-- START GIVEN TEXT --

Nyamata Memorial and the Millennium Village

One of the hardest days of the trip, and one of the most hopeful. A wide range of ground covered, both literally and in every other sense.

Nyamata Church Memorial

First stop: the Nyamata Church memorial. During the genocide, more than 10,000 people sought shelter inside this church. They believed they would be safe in a house of worship. They were not. The building was breached with grenades.

Original gate blasted with grenades during the genocide
The original gate, blasted open with grenades

The church has been preserved as a memorial. Walking inside, the first thing you notice is the clothing. Piles of it, draped over every pew, stacked along the walls. These are the clothes of the people who died here. Left exactly as they were found. The fabric is faded, worn by time, but the volume of it tells you immediately what happened in this one building. The scale doesn't require interpretation.

-- END GIVEN TEXT --

_SHORT TASK 1:_
Please return the part of the Nyamata memorial account that begins at the words "The church has" and ends after "doesn't require interpretation.", copied word for word.
_SHORT TASK 2:_
Write the next part of the Nyamata memorial account, starting after its final sentence.
The data has no connection to the Nyamata memorial account.

-- START INFORMATION SHOWN --

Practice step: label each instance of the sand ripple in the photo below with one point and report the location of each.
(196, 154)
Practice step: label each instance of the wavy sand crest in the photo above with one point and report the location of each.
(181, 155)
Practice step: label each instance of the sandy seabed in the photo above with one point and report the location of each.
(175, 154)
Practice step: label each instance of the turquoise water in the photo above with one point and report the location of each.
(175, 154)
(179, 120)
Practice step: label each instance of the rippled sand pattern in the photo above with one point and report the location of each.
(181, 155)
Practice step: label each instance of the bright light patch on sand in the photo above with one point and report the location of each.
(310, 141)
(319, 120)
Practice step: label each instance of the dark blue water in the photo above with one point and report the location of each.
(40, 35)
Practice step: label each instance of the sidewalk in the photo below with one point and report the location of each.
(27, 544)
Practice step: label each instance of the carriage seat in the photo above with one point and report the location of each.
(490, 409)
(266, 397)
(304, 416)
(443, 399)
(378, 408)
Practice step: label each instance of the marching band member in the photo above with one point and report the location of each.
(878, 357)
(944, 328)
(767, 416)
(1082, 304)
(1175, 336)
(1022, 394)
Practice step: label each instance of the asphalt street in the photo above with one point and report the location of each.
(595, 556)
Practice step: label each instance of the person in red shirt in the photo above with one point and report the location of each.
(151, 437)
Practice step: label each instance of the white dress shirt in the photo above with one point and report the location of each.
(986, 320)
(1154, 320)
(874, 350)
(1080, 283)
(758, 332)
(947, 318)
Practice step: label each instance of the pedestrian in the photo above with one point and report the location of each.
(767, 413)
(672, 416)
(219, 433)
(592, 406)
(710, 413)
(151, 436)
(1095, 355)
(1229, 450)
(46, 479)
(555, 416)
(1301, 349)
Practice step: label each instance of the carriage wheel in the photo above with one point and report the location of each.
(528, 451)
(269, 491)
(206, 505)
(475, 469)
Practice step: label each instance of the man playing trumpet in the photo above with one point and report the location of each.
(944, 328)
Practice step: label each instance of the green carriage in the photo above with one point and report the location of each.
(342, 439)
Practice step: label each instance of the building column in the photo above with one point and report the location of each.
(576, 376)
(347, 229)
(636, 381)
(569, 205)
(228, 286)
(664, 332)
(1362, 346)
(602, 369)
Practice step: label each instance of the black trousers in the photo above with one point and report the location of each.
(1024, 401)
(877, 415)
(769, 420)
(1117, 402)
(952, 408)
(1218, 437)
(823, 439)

-- END INFORMATION SHOWN --

_EXPECTED ANSWER 1:_
The church has been preserved as a memorial. Walking inside, the first thing you notice is the clothing. Piles of it, draped over every pew, stacked along the walls. These are the clothes of the people who died here. Left exactly as they were found. The fabric is faded, worn by time, but the volume of it tells you immediately what happened in this one building. The scale doesn't require interpretation.

_EXPECTED ANSWER 2:_
Other gate with piles of clothes and altar visible inside
The other gate, with piles of clothes and the altar visible inside
View through the church entrance into the dark interior where piles of victims' clothing are visible near the altar and stained glass window
Looking inside the church -- piles of victims' clothing visible near the altar

At the front, the altar cloth is still stained with blood. It has not been cleaned. It is not meant to be cleaned. It is evidence. It is a memorial in its own right.

Beneath the church is a mass grave containing more than 10,000 unidentified remains. We went down. The remains are arranged on shelves, row after row. The different methods of death are visible — bullet wounds, machete marks, blunt force trauma from hammers and clubs. Each skull, each bone, belonged to someone specific. Someone with a name and a family and a life, who came to this church looking for safety. None of them could be identified afterward. They remain anonymous in the basement of the place where they died.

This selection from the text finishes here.